— Start of Material —
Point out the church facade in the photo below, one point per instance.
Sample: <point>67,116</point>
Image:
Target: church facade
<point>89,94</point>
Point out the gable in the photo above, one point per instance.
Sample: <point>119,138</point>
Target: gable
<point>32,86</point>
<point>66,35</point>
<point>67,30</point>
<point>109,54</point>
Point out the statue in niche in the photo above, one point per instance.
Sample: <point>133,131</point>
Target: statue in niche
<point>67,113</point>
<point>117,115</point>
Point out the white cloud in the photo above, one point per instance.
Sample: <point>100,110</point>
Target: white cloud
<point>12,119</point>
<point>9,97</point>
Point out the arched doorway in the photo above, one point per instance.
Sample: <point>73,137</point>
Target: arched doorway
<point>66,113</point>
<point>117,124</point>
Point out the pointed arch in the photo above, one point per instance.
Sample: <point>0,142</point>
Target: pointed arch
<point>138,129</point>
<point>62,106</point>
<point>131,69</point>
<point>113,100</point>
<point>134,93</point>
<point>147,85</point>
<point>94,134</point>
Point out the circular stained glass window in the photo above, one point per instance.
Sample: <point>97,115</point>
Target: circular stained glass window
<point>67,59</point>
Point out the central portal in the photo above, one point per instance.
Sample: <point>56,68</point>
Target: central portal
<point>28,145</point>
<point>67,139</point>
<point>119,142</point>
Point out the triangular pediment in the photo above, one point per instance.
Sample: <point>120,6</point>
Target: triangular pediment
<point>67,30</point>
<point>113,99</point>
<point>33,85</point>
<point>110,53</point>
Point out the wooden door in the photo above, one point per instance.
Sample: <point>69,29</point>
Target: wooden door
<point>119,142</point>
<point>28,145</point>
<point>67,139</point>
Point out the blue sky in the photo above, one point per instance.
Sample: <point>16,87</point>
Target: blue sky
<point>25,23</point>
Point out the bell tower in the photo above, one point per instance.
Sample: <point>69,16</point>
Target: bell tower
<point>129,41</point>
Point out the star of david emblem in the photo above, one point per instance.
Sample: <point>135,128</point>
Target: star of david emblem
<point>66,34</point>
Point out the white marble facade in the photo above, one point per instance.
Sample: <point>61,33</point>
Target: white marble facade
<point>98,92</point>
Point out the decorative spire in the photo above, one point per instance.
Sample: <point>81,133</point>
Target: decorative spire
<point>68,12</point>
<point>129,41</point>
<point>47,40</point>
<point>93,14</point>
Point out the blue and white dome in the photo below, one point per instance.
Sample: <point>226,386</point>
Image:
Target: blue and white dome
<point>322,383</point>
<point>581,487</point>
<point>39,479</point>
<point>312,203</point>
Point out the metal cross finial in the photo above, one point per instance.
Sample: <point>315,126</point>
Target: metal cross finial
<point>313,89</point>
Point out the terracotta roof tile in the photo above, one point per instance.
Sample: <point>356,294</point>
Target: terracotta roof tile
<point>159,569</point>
— End of Material —
(Task requirements)
Reproduce every line of the listing above, keeping each character the same.

(Exercise output)
Point out the church facade in the photo below, one point per instance.
Sample: <point>67,116</point>
Image:
Target: church facade
<point>89,94</point>
Point out the gable in the photo above, one point per instance.
Sample: <point>119,138</point>
Target: gable
<point>32,86</point>
<point>66,35</point>
<point>67,30</point>
<point>109,54</point>
Point out the statue in niche in the photo above, one point per instance.
Sample: <point>133,131</point>
Target: statue in niche
<point>67,113</point>
<point>117,115</point>
Point out the white cloud in the photo above, one point per instance.
Sample: <point>100,110</point>
Target: white cloud
<point>12,119</point>
<point>9,97</point>
Point out the arched doorway in the photo above, one point per instance.
Sample: <point>73,137</point>
Target: arched doorway
<point>66,113</point>
<point>117,124</point>
Point out the pointed arch in the photo above, one point per instance.
Sample: <point>0,142</point>
Target: pointed arch
<point>138,129</point>
<point>62,106</point>
<point>131,69</point>
<point>113,100</point>
<point>134,93</point>
<point>147,85</point>
<point>94,134</point>
Point out the circular stained glass window in the photo above, one point per instance.
Sample: <point>97,115</point>
Target: circular stained glass window
<point>67,59</point>
Point out the central portal in the photo above, one point per instance.
Sample: <point>56,68</point>
Target: central portal
<point>28,145</point>
<point>67,139</point>
<point>119,142</point>
Point out the triangular pediment in the photo above, one point per instance.
Sample: <point>120,6</point>
Target: triangular pediment
<point>67,30</point>
<point>113,99</point>
<point>33,85</point>
<point>110,53</point>
Point out the wooden door in the photo above, one point per instance.
Sample: <point>69,29</point>
Target: wooden door
<point>119,142</point>
<point>28,145</point>
<point>67,139</point>
Point out the blue sky in the photo above, one point per instance.
Sample: <point>16,87</point>
Target: blue sky
<point>25,23</point>
Point out the bell tower in the photo above, one point per instance.
Sample: <point>69,16</point>
Target: bell tower
<point>129,41</point>
Point out the star of david emblem in the photo above, one point per instance.
Sample: <point>135,128</point>
Target: star of david emblem
<point>66,34</point>
Point out the white marble facade in the photo above, one point per instance.
Sample: <point>61,33</point>
Target: white marble facade
<point>98,92</point>
Point out the decorative spire in the photo above, one point per instance.
Sample: <point>81,133</point>
Target: decorative spire
<point>68,12</point>
<point>129,41</point>
<point>47,40</point>
<point>93,14</point>
Point out the blue and white dome in the photo below, one point per instance.
Sample: <point>226,386</point>
Image:
Target: blue and white dome
<point>322,383</point>
<point>581,487</point>
<point>39,479</point>
<point>312,203</point>
Point out the metal cross finial in the photo above, one point per instance.
Sample: <point>315,126</point>
Target: metal cross finial
<point>313,89</point>
Point out the terracotta roof tile in the photo above, one point per instance.
Sample: <point>356,294</point>
Target: terracotta roof tile
<point>159,569</point>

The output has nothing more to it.